Records to process:

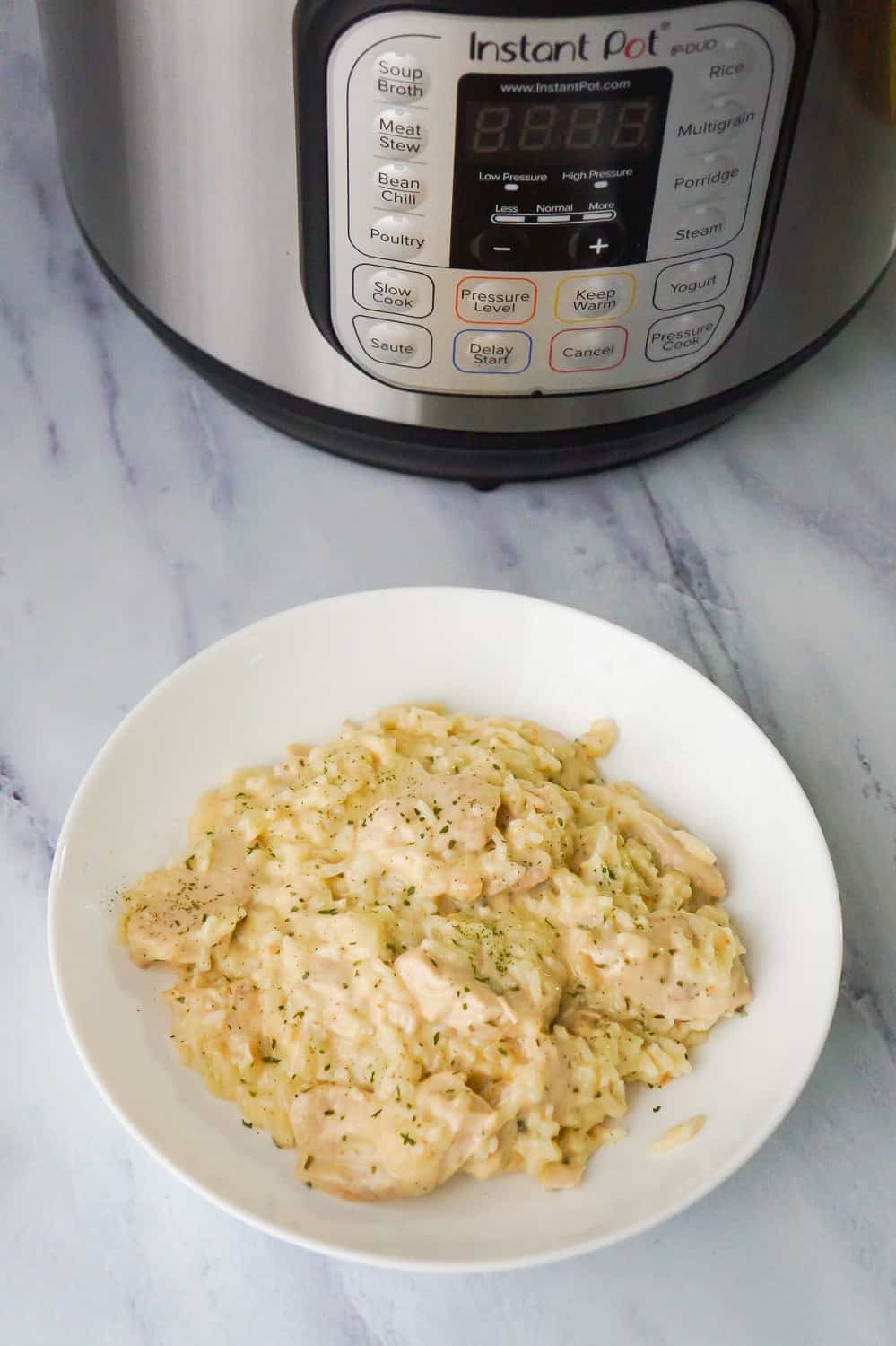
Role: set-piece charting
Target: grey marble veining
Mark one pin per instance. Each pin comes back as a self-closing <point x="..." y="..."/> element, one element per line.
<point x="143" y="517"/>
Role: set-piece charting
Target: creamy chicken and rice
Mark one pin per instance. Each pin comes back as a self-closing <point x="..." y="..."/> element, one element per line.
<point x="438" y="944"/>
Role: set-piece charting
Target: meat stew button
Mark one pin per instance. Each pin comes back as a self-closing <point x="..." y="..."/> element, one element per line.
<point x="395" y="344"/>
<point x="583" y="350"/>
<point x="683" y="334"/>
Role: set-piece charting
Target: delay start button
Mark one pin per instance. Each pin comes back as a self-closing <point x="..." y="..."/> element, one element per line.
<point x="587" y="350"/>
<point x="683" y="334"/>
<point x="492" y="352"/>
<point x="495" y="299"/>
<point x="395" y="344"/>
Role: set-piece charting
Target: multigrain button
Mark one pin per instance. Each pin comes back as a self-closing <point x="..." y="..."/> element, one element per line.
<point x="400" y="131"/>
<point x="491" y="352"/>
<point x="729" y="62"/>
<point x="398" y="185"/>
<point x="395" y="344"/>
<point x="495" y="299"/>
<point x="400" y="74"/>
<point x="700" y="226"/>
<point x="692" y="282"/>
<point x="396" y="236"/>
<point x="683" y="334"/>
<point x="587" y="350"/>
<point x="591" y="298"/>
<point x="389" y="291"/>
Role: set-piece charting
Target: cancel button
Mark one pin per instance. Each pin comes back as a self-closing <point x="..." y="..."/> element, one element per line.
<point x="583" y="350"/>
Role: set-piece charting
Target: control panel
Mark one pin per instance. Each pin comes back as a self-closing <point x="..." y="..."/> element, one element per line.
<point x="548" y="205"/>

Problem details: Your copy of the data above should match it exactly, except that pictures are left out.

Finished answer:
Role: set-piece charting
Target: grey marble veining
Mark one pin per instance. Each pin comes back as a self-closing <point x="..." y="..."/> element, one element per line.
<point x="143" y="517"/>
Role: set-piece charting
Target: creamy chicken and rice
Mark one pin per instance. Each pin comes back as a self-closing <point x="..." y="..."/> element, one element per line.
<point x="438" y="944"/>
Role: set-piece charting
Target: meat stew button
Mark one pin per instance. Each pin comes back as a self-closing <point x="..." y="..."/> element, one element per line.
<point x="395" y="344"/>
<point x="583" y="350"/>
<point x="683" y="334"/>
Role: set-piece charting
Target: delay start button
Mark one pin per instance. Each pin comes back as a self-closing <point x="..." y="..."/> element, one element per line.
<point x="587" y="350"/>
<point x="683" y="334"/>
<point x="492" y="352"/>
<point x="495" y="299"/>
<point x="395" y="344"/>
Role: set-piece charting
Target: multigrain button
Mark one pin per instance. Each pin comes back as a self-closing <point x="..." y="..."/> element, one element per line.
<point x="400" y="131"/>
<point x="491" y="352"/>
<point x="729" y="62"/>
<point x="398" y="185"/>
<point x="395" y="344"/>
<point x="495" y="299"/>
<point x="400" y="74"/>
<point x="700" y="226"/>
<point x="692" y="282"/>
<point x="396" y="236"/>
<point x="683" y="334"/>
<point x="587" y="350"/>
<point x="591" y="298"/>
<point x="389" y="291"/>
Role: set-piece charting
Target: cancel button
Mark one pin per instance. Each pin comes back as a self-closing <point x="..." y="..."/> element, one element per line.
<point x="583" y="350"/>
Role: set-piece charting
Target: control panel
Mark one pin per instance. Each pin comes back as a self-closing <point x="..." y="..."/> element, one element per line.
<point x="548" y="205"/>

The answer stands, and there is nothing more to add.